* **Exercise objective**:
Among the entries below, count the lines containing the string "place". Only the count is needed.

* **Provided information**:
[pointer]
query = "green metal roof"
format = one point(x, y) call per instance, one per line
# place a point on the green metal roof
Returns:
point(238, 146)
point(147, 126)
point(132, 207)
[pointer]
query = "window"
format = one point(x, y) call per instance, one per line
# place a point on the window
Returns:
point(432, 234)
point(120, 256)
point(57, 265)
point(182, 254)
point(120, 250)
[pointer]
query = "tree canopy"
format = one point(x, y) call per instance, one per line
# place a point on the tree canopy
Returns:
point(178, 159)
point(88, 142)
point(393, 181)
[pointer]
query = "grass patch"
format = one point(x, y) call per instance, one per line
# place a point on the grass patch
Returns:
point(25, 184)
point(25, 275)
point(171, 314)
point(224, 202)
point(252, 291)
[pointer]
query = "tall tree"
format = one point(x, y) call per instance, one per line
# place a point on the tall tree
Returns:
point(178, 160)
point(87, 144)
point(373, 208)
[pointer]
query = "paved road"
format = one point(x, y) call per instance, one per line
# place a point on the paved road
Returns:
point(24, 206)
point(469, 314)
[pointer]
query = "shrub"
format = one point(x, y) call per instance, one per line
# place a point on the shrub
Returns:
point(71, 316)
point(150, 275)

---

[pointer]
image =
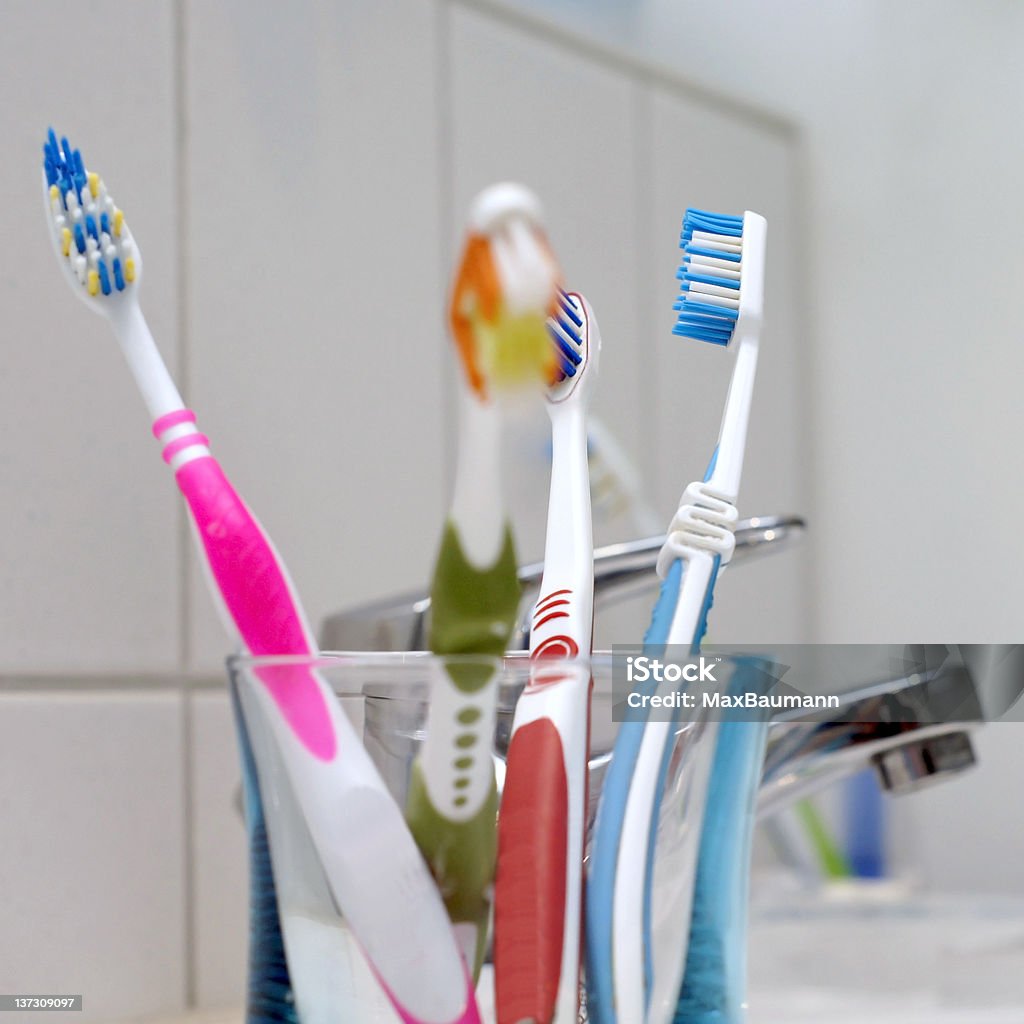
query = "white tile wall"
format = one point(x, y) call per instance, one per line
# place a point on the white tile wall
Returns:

---

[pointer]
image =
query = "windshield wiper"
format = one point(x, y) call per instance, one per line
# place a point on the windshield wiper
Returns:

* **Response**:
9